Extracted records:

%%

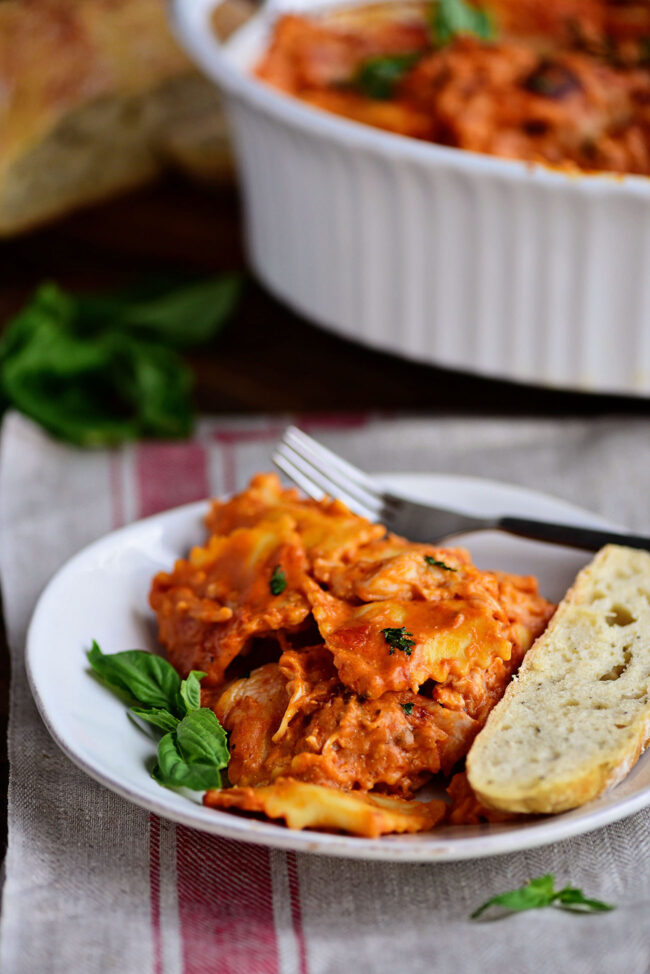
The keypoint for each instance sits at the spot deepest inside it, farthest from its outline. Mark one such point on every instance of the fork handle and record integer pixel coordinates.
(587, 538)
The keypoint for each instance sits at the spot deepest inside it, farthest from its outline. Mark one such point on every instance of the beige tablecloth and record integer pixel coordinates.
(94, 884)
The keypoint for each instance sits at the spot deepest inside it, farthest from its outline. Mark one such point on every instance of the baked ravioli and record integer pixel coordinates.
(340, 657)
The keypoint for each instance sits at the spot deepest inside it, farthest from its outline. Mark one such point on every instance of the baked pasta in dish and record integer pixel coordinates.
(348, 666)
(560, 82)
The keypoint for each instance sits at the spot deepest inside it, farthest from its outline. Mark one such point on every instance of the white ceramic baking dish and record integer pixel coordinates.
(440, 255)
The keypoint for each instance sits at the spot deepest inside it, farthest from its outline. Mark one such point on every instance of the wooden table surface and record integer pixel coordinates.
(268, 359)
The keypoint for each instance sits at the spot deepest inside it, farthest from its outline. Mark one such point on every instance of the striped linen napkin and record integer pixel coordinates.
(94, 884)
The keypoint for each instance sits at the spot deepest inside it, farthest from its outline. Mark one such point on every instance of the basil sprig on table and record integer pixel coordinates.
(541, 892)
(193, 750)
(449, 18)
(98, 370)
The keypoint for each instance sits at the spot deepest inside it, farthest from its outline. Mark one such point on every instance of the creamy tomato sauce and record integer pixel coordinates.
(560, 82)
(340, 656)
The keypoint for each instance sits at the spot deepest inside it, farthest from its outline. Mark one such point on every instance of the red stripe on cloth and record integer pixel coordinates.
(169, 474)
(225, 906)
(331, 421)
(296, 911)
(115, 482)
(225, 897)
(154, 890)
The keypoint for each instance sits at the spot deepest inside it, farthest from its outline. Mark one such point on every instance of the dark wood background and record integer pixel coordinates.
(267, 359)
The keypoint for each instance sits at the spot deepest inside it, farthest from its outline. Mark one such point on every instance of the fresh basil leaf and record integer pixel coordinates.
(574, 901)
(174, 771)
(101, 370)
(541, 892)
(148, 678)
(194, 755)
(158, 717)
(100, 390)
(453, 17)
(202, 739)
(186, 316)
(191, 690)
(378, 77)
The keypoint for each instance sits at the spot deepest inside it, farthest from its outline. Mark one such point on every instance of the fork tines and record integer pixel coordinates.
(318, 471)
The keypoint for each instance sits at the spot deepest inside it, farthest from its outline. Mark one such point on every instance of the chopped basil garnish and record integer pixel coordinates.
(453, 17)
(379, 76)
(399, 639)
(430, 560)
(278, 581)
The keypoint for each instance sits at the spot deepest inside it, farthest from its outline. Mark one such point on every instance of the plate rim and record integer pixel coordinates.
(430, 847)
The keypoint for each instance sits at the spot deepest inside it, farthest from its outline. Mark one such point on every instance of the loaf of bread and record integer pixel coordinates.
(97, 97)
(577, 718)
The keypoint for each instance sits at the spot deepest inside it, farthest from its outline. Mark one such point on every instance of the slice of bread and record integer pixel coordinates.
(577, 717)
(96, 98)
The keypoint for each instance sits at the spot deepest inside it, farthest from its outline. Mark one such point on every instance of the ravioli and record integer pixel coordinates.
(348, 666)
(306, 806)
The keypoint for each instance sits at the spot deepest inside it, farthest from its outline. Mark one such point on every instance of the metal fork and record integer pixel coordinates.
(318, 471)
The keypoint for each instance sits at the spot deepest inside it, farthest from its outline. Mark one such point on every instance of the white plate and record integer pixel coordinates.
(101, 594)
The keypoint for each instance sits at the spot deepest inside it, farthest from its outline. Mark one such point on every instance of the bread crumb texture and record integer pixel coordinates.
(578, 717)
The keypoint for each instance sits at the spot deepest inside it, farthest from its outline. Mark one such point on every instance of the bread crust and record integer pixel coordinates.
(94, 88)
(569, 693)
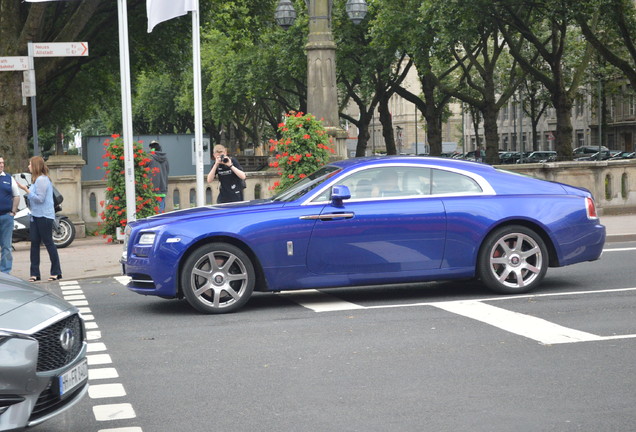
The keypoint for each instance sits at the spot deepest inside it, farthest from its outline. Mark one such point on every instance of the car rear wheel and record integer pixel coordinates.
(217, 278)
(512, 260)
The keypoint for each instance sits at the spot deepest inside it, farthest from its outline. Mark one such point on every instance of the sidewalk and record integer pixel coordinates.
(88, 257)
(92, 257)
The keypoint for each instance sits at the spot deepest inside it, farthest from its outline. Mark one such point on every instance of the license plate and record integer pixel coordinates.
(74, 377)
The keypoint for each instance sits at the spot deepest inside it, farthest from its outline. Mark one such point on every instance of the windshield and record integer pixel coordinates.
(299, 189)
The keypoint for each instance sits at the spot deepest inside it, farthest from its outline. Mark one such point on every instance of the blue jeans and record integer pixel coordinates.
(41, 231)
(6, 237)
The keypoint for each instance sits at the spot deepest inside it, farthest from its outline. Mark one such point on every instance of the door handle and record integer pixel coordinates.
(328, 216)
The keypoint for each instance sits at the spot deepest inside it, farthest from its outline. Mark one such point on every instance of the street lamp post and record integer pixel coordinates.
(322, 93)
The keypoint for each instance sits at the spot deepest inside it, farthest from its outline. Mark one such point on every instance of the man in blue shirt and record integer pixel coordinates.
(9, 199)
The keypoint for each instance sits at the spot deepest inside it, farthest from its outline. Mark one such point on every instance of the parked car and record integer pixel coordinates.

%%

TASK BRIEF -
Copy the material above exactly and drop the pictures.

SOLUTION -
The keypoint for each instance sits at the spot deepest inside it, farthest from its outline. Mark one such point on every instance of the fork handle and record integer pixel coordinates.
(587, 538)
The keypoint for each instance sits at the spot deepest inside it, farthest from its outline. Mark one such point on every instance of the beige tablecloth and record integer pixel coordinates.
(94, 884)
The keypoint for each instance sits at the spot deepest inside it, farthest from its outline. Mark one such point on every instance of the baked ravioli and record integer pixel coordinates.
(340, 657)
The keypoint for each instance sits at the spot deepest inside it, farthest from its outline. Mark one such point on every instance of the baked pasta in dish and record integer pixel coordinates.
(348, 666)
(560, 82)
The keypoint for each instance sits at the spot deepest inside it, farthest from its outline. Mark one such point on every instance of the white ceramic baking dish and record integer pixel coordinates.
(440, 255)
The keypoint for each instance sits at the spot deepest inside it, farthest from its outline. Mark one such point on every instance of the wooden table surface and record integer pixel coordinates.
(268, 359)
The keypoint for each instance sits at the spot deepest inside it, farthest from its outline. Mark one such point on every instance of the striped linen napkin and record integer pixel coordinates.
(94, 884)
The keypoint for each instance sits at the spot deepest inside it, farthest from its outline. Mark one such point on every instance of the basil sprig on table and record integer pixel coordinates.
(541, 892)
(193, 750)
(449, 18)
(98, 370)
The keypoint for each instance sits at the spot deepest inside it, farthest from its outline. Mark one such point on every instance of the creamy tomato sauce and record integer pixel coordinates.
(560, 82)
(340, 656)
The keypoint for each instance sits at the spot deepest inside it, farthest from its outline. Mark one such point on every instance of the red stripe on cloth and record integer pixel coordinates.
(169, 474)
(225, 906)
(331, 421)
(296, 911)
(115, 482)
(225, 897)
(154, 890)
The keypoint for each instance sits at the spot deepest inside it, farthest from its outline. Mark one such point on every instance of the dark wood background and record integer pixel coordinates.
(267, 359)
The keypoint for each instance sits at the spot deepest inside it, farthest from its outline. Mark one such point on every instance of the fresh basil leaf and record integer pixel coordinates.
(574, 901)
(174, 771)
(101, 370)
(541, 892)
(148, 678)
(194, 755)
(158, 717)
(100, 390)
(453, 17)
(202, 739)
(186, 316)
(191, 690)
(378, 77)
The keypoint for each instance sits at the spot deepest inside it, farthest from its outline. Mark one such point on every instance of the fork tines and record integer pixel coordinates.
(318, 471)
The keypoint for each instance sits at the spot deepest inside it, farthest from its outline. Mark one such point on every instance of the chopped basil garnish and record integer pixel coordinates.
(453, 17)
(379, 76)
(399, 639)
(430, 560)
(278, 581)
The keypoint for each instance sits at the spot deepest inside it, farthest from its outline. Mark one such point on every instance of the plate rim and record integer pixel coordinates.
(430, 847)
The keypoint for each instance sits at the spot deepest inside it, farthest from its outline. Mark one such point on every instance of the loaf of bread and record integer pixel coordinates.
(97, 97)
(577, 718)
The keypoint for each instance sits at the spot deepest inside it, farthest from its outline. Mark one such point on every instance of the slice of bread and record integer pixel coordinates.
(577, 717)
(96, 98)
The keypoint for each instance sits at the spot deepest inside it, farthest from its outline. Mark one such point on every instance of the ravioli and record integer pixel coordinates.
(348, 666)
(306, 806)
The keypoint for each instance sits at the spot deepest inside it, farthest from its outline. Mark one such point on every instance of the metal fork and record integer pixel coordinates.
(318, 471)
The keypoint for each instance sits at the spot deepest inside it, farthest from its outline. Mark one such point on every instance of the white plate and record integer pixel coordinates.
(101, 594)
The keypoint for each instance sits at the spot deepest inside it, farthest from its outline. Mark one such point on every instance of the bread crumb texture and record integer pixel coordinates.
(578, 717)
The keypoint for each instance sits at the spot deepest inside it, farthest from its outline. Mark one such point on every instance of the bread crust and record integer pixel coordinates.
(94, 88)
(569, 693)
The keypoint for each instance sits at the spot deepest inside it, farthest from its outline. Mark one such point on every instance of the car rear wheel and record integer pixel coordinates.
(217, 278)
(512, 260)
The keypoint for each instance sits at the spot deepest inside it, farthest from its outline. Mark one such point on every instance of the sidewalk and record integer pixel coordinates.
(88, 257)
(92, 257)
The keypoint for each instance sits at the spot deepest inside it, farthest from its outline. Mark one such point on every instance of the license plate and record integer pixel coordinates.
(74, 377)
The keypoint for each instance sits at the spot deepest inside it, farthest from its outline. Mark one such point on every instance of the windshield and record integer pixel coordinates.
(299, 189)
The keypoint for each instance sits at the spot deepest inside it, farthest from its outline. Mark one such point on every instance of the blue jeans and record integer pixel coordinates.
(41, 231)
(6, 237)
The keypoint for each instance sits at the spot deepest inside it, farthest from its outline. Mark one such point on every instance of the door handle and record integer pixel coordinates.
(328, 216)
The keypoint for each instance sits at the spot deepest inside it, farthest from its outline. Mark one such point on every instance of the street lamp post and record integer pixel coordinates.
(322, 93)
The keypoint for each instance sits at the spot deepest inside it, farthest from its outline. Mark one such point on every instance of the man in blue shirt and record integer pixel coordinates.
(9, 199)
The keypoint for each instance sits at the spot deepest inside it, farthest from its outline. Mark one such point on every instance of the parked car and record integer pixel coordinates.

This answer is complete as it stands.